▶ Document excerpt:
- Opening Delimiter -
Prime Minister Yoshihide Suga may not be able to visit the United States for a meeting with new President Joe Biden before spring, according to informed sources.
Suga will seek to boost the Japan-U.S. alliance to check China’s drive for regional hegemony and better cope with North Korea’s nuclear and missile programs.
Last month, he expressed willingness to meet with Biden in February. But the new president is expected to be busy dealing with the political aftermath of the storming of the Capitol by supporters of his predecessor, Donald Trump, and the coronavirus pandemic.
A Japan-U.S. summit is likely to take place “in April or later,” a Japanese government source said.
Suga said in his parliamentary address Monday that he hopes to meet with Biden early to further strengthen U.S.-Japan ties and boost bilateral cooperation over common issues such as the pandemic and climate change.
He plans to have talks with Biden over the phone at the earliest possible opportunity after the presidential inauguration ceremony in Washington and ask Foreign Minister Toshimitsu Motegi and other senior officials to visit the U.S. thereafter.
- Closing Delimiter -
[Dataset entries]
- Opening Delimiter -
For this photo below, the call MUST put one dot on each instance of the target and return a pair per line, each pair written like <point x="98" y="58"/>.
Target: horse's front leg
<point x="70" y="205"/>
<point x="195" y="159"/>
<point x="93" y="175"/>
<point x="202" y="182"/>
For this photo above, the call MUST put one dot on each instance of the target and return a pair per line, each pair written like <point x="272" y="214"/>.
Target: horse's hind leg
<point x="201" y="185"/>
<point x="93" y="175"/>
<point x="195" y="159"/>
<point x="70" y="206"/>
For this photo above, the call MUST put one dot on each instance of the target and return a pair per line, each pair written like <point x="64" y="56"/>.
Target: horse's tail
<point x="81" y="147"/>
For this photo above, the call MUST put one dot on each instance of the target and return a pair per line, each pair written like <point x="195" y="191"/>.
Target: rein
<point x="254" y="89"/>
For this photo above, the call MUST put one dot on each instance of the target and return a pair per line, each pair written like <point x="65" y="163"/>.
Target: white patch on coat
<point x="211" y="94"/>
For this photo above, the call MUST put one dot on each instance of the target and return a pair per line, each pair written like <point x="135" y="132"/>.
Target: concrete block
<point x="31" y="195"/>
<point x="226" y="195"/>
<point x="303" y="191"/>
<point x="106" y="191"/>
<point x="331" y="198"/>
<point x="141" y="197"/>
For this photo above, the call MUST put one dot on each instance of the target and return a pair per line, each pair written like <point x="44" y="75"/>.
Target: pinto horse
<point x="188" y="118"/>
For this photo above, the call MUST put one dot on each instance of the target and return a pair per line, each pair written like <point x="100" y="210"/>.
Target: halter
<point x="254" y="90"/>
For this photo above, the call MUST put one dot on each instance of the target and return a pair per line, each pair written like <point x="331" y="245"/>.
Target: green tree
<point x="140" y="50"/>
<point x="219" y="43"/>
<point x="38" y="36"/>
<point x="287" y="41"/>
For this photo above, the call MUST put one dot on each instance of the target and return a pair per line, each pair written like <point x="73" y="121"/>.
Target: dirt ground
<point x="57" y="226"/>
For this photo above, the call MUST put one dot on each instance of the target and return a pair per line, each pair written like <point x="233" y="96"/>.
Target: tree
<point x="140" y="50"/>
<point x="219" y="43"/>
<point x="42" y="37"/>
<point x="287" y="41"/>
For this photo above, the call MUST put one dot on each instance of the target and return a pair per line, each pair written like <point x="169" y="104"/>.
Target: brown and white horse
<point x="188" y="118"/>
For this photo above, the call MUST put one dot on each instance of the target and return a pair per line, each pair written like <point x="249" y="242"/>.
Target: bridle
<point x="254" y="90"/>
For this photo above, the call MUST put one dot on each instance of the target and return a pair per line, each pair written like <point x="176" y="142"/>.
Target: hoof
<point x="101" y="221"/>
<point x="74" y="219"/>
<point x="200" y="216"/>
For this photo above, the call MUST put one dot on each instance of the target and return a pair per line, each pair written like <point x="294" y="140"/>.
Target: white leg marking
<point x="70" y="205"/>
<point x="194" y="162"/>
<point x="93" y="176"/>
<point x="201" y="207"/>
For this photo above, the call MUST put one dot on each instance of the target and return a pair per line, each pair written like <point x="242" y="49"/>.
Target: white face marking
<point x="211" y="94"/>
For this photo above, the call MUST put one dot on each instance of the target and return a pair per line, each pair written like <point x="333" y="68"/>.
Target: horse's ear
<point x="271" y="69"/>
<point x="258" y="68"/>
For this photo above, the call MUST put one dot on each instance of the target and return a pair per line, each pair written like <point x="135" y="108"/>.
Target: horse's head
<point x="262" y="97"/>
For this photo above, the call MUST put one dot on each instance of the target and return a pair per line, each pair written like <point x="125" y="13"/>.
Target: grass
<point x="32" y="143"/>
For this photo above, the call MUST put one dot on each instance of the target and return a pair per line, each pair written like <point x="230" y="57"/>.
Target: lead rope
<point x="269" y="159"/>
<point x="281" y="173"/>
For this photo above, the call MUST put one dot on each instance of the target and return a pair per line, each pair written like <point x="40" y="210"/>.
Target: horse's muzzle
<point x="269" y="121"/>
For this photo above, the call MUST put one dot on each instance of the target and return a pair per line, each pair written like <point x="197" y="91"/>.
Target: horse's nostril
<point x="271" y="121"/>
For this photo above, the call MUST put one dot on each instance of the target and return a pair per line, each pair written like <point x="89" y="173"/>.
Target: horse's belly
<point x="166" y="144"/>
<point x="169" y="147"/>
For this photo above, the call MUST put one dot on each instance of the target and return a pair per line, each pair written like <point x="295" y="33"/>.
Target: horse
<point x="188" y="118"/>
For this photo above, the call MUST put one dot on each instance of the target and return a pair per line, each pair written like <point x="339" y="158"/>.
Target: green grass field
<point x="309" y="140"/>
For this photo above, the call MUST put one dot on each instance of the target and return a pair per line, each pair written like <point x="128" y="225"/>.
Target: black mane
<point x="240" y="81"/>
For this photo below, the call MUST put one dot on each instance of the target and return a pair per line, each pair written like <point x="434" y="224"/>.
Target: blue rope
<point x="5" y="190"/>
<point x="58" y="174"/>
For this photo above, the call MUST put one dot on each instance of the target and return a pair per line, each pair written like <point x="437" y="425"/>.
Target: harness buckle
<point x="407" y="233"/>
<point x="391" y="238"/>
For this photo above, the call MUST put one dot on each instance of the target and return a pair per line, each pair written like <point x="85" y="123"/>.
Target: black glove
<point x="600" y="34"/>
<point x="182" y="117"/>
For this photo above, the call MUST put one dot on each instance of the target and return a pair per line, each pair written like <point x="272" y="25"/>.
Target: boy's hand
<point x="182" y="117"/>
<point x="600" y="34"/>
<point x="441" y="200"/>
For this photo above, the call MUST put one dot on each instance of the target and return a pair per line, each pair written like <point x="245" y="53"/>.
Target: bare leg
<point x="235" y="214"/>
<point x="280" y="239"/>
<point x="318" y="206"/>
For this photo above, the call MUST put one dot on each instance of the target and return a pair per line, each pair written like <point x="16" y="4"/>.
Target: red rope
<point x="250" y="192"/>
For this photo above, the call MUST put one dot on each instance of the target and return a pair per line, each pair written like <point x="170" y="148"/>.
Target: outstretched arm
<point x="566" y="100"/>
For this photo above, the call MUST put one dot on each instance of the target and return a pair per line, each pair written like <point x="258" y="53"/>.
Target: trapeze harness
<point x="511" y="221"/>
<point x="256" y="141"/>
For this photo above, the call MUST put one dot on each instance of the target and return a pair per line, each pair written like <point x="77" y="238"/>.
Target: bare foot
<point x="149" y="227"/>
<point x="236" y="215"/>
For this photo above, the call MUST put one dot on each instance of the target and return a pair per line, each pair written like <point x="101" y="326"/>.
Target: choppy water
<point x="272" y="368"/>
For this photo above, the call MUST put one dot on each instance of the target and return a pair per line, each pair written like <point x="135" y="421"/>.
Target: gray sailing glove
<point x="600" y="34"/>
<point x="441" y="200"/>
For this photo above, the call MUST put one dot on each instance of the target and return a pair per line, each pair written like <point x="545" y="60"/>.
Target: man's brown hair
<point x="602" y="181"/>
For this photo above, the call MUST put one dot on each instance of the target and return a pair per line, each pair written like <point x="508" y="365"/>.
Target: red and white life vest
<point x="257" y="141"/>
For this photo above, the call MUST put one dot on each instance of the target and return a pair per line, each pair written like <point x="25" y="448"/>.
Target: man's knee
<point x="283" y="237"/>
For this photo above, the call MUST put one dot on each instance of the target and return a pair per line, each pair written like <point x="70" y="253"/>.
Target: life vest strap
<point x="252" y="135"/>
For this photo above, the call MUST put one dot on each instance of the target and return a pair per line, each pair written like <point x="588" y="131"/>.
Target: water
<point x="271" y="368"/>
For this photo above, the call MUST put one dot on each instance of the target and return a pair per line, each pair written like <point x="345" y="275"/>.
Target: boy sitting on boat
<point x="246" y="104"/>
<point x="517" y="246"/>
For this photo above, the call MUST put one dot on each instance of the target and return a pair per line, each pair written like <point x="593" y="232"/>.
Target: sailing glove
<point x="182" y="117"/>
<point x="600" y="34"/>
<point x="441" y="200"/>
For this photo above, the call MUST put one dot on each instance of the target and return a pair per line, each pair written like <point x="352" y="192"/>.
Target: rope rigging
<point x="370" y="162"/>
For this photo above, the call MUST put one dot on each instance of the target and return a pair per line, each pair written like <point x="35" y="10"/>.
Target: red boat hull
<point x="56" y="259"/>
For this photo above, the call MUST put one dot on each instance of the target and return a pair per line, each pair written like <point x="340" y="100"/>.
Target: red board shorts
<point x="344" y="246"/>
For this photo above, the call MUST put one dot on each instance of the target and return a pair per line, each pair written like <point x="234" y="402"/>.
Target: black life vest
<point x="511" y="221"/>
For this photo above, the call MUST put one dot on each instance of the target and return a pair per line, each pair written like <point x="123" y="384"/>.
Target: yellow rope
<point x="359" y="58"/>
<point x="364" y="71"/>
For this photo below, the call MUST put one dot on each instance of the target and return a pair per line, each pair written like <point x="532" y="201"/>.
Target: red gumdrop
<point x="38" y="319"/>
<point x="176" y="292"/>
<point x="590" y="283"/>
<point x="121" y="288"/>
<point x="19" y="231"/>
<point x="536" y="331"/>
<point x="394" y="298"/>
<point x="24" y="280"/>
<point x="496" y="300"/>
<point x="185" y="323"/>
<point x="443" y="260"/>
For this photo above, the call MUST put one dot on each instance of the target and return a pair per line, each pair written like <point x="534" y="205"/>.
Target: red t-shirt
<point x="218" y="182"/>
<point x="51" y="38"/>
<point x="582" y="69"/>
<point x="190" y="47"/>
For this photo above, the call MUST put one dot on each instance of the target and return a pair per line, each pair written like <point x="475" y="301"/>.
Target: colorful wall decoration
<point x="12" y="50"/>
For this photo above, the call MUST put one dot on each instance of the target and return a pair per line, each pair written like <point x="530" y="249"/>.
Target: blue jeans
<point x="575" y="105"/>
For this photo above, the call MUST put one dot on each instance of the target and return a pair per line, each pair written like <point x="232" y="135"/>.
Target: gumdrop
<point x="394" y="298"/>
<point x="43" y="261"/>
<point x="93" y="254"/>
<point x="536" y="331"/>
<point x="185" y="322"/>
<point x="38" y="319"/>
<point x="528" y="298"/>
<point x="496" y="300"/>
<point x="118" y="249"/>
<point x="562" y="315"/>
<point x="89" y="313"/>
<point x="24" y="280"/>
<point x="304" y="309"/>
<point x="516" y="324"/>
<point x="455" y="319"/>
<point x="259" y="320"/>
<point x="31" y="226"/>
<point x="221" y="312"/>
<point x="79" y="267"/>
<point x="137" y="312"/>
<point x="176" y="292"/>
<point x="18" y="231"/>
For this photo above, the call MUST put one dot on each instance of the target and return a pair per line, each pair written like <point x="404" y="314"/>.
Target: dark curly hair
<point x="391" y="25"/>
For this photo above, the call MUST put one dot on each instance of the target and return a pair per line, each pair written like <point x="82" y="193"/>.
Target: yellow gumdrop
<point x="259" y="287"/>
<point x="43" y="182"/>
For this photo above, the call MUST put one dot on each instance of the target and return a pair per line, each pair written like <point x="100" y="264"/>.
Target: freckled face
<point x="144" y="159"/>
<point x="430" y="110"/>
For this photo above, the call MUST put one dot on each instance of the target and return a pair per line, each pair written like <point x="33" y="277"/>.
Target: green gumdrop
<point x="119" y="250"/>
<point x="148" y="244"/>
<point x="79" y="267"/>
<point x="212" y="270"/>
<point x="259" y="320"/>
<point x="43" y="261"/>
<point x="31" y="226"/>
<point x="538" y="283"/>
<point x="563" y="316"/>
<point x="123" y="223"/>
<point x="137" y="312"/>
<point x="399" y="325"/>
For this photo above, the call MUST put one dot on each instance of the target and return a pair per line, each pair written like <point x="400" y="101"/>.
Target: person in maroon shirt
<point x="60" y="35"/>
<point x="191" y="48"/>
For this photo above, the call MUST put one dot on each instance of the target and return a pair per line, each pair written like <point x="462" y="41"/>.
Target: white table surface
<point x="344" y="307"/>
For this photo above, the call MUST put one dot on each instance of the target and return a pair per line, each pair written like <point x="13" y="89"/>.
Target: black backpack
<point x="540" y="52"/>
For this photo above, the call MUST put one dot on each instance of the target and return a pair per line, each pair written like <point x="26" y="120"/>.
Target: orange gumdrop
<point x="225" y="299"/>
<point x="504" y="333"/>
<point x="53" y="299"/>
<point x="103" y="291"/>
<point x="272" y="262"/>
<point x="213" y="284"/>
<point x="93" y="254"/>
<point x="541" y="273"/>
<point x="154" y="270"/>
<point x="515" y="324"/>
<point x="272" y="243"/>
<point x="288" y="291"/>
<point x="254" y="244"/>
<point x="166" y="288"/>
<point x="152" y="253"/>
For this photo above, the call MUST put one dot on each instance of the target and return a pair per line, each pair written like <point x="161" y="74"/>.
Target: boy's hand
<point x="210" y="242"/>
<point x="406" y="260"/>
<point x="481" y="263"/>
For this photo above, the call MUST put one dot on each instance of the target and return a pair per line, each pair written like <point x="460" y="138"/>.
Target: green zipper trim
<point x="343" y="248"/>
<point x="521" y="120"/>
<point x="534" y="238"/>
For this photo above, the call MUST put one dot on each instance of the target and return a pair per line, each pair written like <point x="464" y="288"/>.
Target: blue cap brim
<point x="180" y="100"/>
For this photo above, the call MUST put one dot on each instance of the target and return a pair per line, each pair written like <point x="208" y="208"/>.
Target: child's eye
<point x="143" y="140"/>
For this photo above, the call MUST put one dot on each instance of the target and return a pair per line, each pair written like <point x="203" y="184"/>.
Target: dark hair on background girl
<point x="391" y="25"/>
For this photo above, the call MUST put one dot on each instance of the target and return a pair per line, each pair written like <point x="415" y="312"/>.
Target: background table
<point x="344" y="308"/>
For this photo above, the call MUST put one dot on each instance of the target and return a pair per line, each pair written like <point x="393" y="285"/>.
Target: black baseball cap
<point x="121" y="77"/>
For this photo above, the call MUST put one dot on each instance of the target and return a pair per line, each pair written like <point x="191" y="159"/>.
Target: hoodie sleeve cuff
- Closing Delimiter -
▶ What is needed: From the text above on a planned Japan-U.S. summit, list every person mentioned by name.

▶ Solution to the problem:
Yoshihide Suga
Joe Biden
Donald Trump
Toshimitsu Motegi